| Tasks to carry out |
a) Answer these questions about the essay on technology and culture:
(i) What does the essay call the line of thought that forecasts a brilliant future for humanity because it has access to powerful tools?
(ii) Which work by Andrea Mantegna is named, and around what year was it made?
(iii) What name is given to bias that comes from a badly controlled population sample?
b) Carry the essay on technology and culture further from the point where it stops.
(Passage begins)
Too much technology may push culture backward

We are provided with such a large pack of knowledge and technology, in a way that men from the past ages never experienced. This consideration is at the root of a sort of “third generation positivism”, which - as the previous ones - forecasts a brilliant future for humanity just because it has access to powerful tools.

Too bad that the human brain is still at the root of man's capability of understanding facts, analysing them and making good things. Turn your brain off and, no matter how much technology you get, you go nowhere. Let me add: too much technology misleads by giving an oversimplified view of things and turns you brainless off. Do you want an example? Ok, here it is.

Andrea Mantegna, Allegory of the Fall of Ignorant Humanity (around 1490)
© Trustees of the British Museum

There's plenty of web applications around that make it possible to create an opinion poll in a few seconds and share it with a large number of people. A very common kind of opinion poll related to my profession is about how popular a certain computer technology is; there is at least one a poll per week that randomly comes to my attention. The science behind opinion polls is statistics and there are almost two centuries of knowledge behind it - knowledge made initially by trial and error, until experts were able to code a number of best practices. Among the most important ones, those for mitigating bias. There are many kinds of bias: for instance, it can originate from the wording of the questions, or from a badly controlled population sample - the so called coverage bias.
(Passage ends)
(Provided records begins)
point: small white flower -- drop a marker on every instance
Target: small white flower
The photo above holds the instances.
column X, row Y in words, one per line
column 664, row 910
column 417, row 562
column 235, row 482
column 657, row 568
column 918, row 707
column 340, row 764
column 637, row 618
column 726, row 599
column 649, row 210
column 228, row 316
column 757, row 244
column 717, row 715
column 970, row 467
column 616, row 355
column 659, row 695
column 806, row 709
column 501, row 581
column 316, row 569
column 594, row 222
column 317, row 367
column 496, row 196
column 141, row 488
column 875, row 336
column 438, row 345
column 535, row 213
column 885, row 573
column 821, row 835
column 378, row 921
(Provided records ends)
| Responses to the exercise |
a)
(i) A sort of "third generation positivism."
(ii) Allegory of the Fall of Ignorant Humanity, from around 1490.
(iii) Coverage bias.

b)
For instance: if we are part of an organization, let's say made of 1.000 people, and we have a complete address book with all the names, we might set up a poll and share it with everybody. If our communication is not faulty and we get back, say, 900 answers, well perhaps we can say we have a good confidence as the results are representative of the 90% of the target population. But what if we don't know the size of the population that we are addressing, and/or we can't properly communicate with all its members? If we create an opinion poll targeted at computer engineers throughout the world we're talking of millions of people; we only have a rough idea of the number and for sure we can't communicate with all of them. We can share the poll by means of a blog, or a number of other facilities offered by the web, but there will be invariantly a communication bias; perhaps because we have stronger links to a community of people having a certain opinion, and this will inflate the feedback related to that opinion. Professional polling firms have the knowledge and the tools to compensate and pick a representative sample of polled people (sometimes they can verify the quality of the sample by means of control questions). In this way they are able to produce meaningful polls even with a small fraction of the population. Note that this is mostly a matter of quality of the sample, not of quantity of answers: having 1.000 or 10.000 answers won't necessarily fix the bias (unless you reach most of the target, but we have excluded this possibility). Still, wannabe poll makers think that if the poll runs for “enough time” the bias is properly controlled.

The fun thing is how such a typical broken poll is presented. There are usually two sets of results: one that fits the author expectations, another that doesn't. The former is used by the author as a proof that he has done something right; the latter is commented with some scepticism, and attributed to ... the poll bias, which was not properly controlled! Now, what's the point of setting up a poll, which should provide an objective perspective, and then subjectively cherry-picking it?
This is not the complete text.